Location annotation dataset excerpts
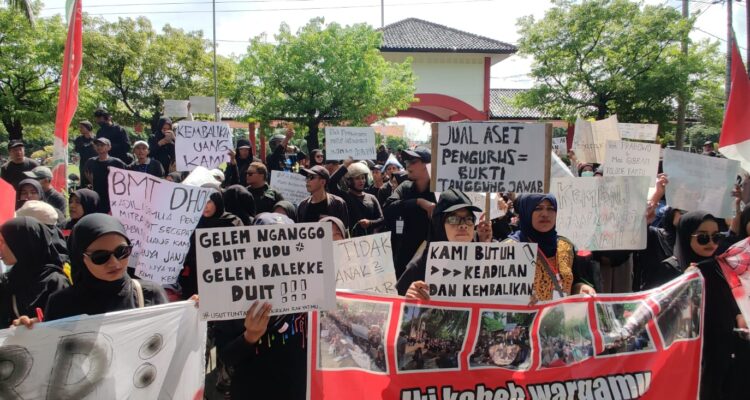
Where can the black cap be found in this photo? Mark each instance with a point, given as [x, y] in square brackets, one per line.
[318, 170]
[452, 200]
[419, 153]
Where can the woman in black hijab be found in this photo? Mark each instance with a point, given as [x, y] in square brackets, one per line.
[214, 216]
[238, 201]
[37, 268]
[99, 256]
[724, 352]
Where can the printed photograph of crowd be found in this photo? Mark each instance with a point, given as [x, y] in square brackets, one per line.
[431, 338]
[504, 340]
[565, 336]
[615, 321]
[353, 336]
[680, 318]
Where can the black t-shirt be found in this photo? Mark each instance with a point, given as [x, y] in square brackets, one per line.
[14, 173]
[100, 170]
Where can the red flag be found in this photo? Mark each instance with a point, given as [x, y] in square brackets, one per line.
[734, 142]
[67, 102]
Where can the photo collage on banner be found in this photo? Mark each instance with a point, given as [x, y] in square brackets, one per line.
[625, 345]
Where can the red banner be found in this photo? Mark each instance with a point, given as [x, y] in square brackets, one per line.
[605, 347]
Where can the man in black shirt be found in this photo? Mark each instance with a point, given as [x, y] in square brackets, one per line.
[97, 171]
[116, 135]
[51, 196]
[13, 170]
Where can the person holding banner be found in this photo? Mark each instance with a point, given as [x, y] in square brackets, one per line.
[37, 268]
[559, 272]
[725, 353]
[453, 220]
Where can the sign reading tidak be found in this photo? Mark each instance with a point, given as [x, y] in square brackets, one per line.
[602, 213]
[497, 272]
[159, 216]
[289, 266]
[491, 157]
[200, 143]
[343, 142]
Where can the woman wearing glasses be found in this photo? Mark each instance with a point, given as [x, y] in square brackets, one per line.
[453, 220]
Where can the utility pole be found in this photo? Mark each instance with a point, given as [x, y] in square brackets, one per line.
[681, 97]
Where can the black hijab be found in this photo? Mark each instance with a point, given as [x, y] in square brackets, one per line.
[239, 201]
[689, 223]
[37, 259]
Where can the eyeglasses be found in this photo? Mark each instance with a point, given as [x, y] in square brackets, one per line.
[456, 220]
[704, 238]
[100, 257]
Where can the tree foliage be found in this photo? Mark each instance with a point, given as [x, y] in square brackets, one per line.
[322, 73]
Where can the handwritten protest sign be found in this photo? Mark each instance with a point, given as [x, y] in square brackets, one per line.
[289, 266]
[159, 216]
[147, 353]
[290, 185]
[491, 157]
[698, 182]
[644, 132]
[365, 263]
[631, 159]
[356, 142]
[202, 105]
[200, 143]
[590, 139]
[497, 272]
[176, 108]
[602, 213]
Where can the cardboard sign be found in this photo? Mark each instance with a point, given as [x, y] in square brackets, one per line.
[581, 347]
[606, 213]
[495, 272]
[148, 353]
[698, 182]
[590, 139]
[289, 266]
[365, 263]
[159, 216]
[176, 108]
[644, 132]
[491, 157]
[200, 143]
[632, 159]
[356, 142]
[291, 185]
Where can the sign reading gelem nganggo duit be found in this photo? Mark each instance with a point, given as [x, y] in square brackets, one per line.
[491, 157]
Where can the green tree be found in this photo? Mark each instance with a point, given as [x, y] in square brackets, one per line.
[30, 62]
[602, 57]
[323, 73]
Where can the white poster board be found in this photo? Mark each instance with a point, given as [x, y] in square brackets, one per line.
[590, 139]
[365, 263]
[291, 185]
[343, 142]
[149, 353]
[644, 132]
[698, 182]
[631, 159]
[606, 213]
[490, 157]
[289, 266]
[202, 105]
[159, 216]
[484, 272]
[201, 143]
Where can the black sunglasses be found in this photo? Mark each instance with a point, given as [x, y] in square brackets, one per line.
[704, 238]
[100, 257]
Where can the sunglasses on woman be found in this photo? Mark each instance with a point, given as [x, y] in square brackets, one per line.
[704, 238]
[100, 257]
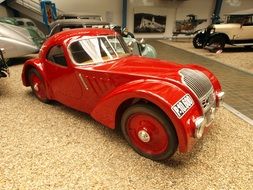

#### [Problem details]
Pull out every line of the material that contains the word "sunglasses", and copy each one in full.

#### [Correct answer]
Where can the black sunglasses be found in this photo? Mark each instance with a point, given as [x, y] in square brackets, one per line.
Where can the sunglasses on woman be found in this photo? Mark each instance with a point, given as [x, y] in square brackets, one per line.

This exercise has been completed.